TASK TO COMPLETE -> Starting at the first line of the data below, write out each line exactly until you reach the line containing "Target: dark wood chair frame", and include that line too.

Dataset entries
========================================================================

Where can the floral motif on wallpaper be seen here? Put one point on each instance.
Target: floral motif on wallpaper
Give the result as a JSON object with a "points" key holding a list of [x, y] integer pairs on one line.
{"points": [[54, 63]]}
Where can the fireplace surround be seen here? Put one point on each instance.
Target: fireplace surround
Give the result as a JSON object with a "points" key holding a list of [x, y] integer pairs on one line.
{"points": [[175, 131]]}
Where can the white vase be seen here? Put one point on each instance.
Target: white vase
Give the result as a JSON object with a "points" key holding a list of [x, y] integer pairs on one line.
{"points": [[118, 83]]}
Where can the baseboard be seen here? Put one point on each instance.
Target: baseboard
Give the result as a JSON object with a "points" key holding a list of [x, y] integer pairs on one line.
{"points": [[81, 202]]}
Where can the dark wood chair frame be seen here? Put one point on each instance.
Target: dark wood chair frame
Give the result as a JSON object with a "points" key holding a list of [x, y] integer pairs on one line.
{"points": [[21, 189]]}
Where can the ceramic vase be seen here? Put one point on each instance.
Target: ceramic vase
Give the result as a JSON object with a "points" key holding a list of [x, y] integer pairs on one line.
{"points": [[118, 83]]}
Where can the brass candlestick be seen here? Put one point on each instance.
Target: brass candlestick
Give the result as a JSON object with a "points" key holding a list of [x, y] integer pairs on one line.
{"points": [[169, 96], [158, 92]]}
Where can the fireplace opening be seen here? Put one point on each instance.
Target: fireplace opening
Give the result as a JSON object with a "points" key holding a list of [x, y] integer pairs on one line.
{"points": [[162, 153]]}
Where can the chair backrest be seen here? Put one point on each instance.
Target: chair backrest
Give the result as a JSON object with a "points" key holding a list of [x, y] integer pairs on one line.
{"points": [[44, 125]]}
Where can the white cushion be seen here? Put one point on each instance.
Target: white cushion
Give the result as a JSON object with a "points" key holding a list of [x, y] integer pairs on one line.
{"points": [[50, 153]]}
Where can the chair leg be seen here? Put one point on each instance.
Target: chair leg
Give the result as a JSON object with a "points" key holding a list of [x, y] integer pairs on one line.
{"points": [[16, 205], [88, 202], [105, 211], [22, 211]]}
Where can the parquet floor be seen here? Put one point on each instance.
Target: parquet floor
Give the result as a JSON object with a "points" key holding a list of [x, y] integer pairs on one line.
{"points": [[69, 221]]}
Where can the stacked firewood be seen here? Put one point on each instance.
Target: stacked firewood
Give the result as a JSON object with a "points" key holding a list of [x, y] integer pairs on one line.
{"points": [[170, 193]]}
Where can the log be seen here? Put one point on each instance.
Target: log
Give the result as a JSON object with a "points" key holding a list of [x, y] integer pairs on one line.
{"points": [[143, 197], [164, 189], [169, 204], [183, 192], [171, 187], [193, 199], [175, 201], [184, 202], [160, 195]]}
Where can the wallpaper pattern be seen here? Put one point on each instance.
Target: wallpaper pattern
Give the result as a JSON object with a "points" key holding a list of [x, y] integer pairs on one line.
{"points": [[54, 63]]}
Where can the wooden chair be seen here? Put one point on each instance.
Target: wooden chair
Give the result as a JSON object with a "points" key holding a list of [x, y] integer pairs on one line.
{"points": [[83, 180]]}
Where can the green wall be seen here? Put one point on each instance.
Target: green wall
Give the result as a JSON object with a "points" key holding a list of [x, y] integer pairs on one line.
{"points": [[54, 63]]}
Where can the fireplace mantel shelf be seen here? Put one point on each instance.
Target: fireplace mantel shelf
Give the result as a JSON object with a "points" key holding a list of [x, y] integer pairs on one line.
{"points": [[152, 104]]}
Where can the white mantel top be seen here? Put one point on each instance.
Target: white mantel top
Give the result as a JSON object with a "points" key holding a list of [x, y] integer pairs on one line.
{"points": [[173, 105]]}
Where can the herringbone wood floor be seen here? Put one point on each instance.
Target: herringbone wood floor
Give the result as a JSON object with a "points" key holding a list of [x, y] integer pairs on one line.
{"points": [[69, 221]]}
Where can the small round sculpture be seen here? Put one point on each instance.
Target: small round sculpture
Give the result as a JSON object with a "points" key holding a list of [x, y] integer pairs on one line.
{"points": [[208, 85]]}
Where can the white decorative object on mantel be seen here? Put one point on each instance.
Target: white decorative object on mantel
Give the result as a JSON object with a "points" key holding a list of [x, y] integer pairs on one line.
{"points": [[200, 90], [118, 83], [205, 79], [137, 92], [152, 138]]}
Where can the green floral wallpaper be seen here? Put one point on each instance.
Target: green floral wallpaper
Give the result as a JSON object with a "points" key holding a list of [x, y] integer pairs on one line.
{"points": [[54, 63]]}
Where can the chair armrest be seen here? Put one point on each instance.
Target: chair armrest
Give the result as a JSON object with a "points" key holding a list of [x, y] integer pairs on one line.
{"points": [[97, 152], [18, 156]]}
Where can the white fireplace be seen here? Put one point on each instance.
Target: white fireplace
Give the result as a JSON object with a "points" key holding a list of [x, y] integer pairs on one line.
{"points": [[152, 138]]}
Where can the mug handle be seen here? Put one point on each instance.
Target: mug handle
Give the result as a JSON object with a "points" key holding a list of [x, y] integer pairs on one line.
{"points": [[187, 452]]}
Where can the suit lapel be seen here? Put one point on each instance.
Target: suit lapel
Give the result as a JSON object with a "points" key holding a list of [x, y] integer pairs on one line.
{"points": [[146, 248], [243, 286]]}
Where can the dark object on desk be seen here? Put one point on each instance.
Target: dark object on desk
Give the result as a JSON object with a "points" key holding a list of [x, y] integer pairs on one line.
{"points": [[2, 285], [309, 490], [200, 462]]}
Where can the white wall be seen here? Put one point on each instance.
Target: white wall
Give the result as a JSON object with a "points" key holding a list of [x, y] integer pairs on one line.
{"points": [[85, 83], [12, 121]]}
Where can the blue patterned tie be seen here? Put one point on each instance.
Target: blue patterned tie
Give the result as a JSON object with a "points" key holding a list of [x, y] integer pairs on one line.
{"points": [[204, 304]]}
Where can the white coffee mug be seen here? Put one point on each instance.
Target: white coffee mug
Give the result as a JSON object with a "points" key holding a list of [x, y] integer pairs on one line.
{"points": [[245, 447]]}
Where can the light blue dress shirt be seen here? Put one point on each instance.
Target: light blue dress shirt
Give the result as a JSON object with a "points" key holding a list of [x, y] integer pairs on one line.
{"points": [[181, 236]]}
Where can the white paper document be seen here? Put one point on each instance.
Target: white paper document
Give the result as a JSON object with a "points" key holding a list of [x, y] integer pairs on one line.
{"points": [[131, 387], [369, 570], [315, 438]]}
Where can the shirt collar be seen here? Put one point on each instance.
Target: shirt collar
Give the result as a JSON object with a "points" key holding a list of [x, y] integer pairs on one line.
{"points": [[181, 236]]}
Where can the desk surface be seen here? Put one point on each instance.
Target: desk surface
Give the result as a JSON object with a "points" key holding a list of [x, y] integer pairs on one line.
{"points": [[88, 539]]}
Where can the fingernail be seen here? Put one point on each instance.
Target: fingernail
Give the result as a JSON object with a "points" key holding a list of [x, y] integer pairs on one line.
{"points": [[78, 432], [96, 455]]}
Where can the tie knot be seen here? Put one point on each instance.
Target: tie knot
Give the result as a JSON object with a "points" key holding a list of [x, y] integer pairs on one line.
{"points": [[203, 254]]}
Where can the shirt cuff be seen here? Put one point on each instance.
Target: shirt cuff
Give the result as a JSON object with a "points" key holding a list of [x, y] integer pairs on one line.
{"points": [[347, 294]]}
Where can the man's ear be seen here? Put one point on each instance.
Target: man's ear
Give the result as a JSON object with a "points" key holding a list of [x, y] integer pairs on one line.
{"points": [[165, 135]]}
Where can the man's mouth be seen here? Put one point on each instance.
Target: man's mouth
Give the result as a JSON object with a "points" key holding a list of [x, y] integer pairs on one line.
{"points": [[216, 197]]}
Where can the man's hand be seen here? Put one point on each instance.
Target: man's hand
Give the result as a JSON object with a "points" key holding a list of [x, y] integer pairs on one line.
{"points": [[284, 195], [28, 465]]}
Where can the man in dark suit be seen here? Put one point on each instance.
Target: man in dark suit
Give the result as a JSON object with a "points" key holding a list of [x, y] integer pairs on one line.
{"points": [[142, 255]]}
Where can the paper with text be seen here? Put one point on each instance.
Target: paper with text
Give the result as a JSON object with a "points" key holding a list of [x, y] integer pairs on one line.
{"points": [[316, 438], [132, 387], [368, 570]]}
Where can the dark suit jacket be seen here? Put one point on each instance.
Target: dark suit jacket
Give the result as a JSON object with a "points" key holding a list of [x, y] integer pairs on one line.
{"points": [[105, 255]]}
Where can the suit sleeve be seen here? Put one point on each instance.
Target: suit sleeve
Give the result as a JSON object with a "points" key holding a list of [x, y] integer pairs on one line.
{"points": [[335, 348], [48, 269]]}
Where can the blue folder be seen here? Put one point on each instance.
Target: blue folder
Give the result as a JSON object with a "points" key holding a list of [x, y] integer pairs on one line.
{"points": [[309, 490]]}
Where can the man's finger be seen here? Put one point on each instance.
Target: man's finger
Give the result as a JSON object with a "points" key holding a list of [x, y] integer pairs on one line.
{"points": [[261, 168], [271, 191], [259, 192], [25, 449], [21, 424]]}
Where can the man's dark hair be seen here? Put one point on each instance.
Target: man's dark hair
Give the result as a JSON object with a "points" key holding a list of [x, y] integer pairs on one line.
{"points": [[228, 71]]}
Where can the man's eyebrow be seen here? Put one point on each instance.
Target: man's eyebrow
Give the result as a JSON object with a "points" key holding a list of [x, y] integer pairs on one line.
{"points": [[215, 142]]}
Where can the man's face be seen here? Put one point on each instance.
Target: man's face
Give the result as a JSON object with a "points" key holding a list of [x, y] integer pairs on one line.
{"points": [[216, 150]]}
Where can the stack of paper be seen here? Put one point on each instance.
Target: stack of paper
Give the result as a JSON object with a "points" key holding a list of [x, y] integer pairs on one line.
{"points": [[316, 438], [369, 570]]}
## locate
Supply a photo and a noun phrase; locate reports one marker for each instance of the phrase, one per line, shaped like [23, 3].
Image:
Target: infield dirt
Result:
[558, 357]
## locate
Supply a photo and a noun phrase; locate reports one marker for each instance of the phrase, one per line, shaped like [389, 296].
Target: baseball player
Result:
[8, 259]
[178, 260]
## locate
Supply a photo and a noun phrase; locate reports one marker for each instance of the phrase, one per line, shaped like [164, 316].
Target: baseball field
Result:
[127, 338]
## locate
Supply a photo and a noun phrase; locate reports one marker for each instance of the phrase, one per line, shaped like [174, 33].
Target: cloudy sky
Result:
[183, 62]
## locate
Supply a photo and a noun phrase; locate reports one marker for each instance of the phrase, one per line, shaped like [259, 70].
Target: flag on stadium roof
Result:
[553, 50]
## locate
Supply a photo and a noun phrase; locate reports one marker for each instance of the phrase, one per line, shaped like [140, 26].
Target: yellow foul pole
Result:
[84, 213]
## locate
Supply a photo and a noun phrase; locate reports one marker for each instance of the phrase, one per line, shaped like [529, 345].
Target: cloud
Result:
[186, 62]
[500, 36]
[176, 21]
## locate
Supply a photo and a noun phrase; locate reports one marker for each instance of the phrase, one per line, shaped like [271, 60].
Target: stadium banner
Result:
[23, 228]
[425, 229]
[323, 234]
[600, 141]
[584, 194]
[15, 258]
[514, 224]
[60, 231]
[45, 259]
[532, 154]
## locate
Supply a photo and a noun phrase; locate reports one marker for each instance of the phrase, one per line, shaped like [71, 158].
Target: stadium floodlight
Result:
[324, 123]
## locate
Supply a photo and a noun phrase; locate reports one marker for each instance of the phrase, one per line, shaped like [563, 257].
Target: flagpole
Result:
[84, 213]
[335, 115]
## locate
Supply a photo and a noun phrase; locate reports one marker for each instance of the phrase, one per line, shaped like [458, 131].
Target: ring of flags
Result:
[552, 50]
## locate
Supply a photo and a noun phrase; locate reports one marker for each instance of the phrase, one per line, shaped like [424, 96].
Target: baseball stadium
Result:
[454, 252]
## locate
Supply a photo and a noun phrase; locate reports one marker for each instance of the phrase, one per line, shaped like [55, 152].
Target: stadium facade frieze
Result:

========================================================================

SOLUTION TO THE PROBLEM ->
Where can the floral motif on wallpaper be seen here? Put one point on each instance.
Target: floral motif on wallpaper
Give the result as a JSON object with a "points" key holding a list of [x, y] integer pairs on one line.
{"points": [[54, 63]]}
Where can the fireplace surround be seen here? Put one point on each instance.
Target: fireplace surround
Give the result as a JSON object with a "points" key holding a list of [x, y] integer pairs on one line.
{"points": [[175, 131]]}
Where can the white vase be seen here? Put one point on each instance.
Target: white vase
Give the result as a JSON object with a "points" key holding a list of [x, y] integer pairs on one line.
{"points": [[118, 83]]}
Where can the baseboard be seen here? Put one point on each instance.
Target: baseboard
Give the result as a JSON object with a "points" key holding a list of [x, y] integer pairs on one line.
{"points": [[81, 202]]}
Where can the dark wood chair frame be seen here? Put one point on each instance.
Target: dark wood chair frame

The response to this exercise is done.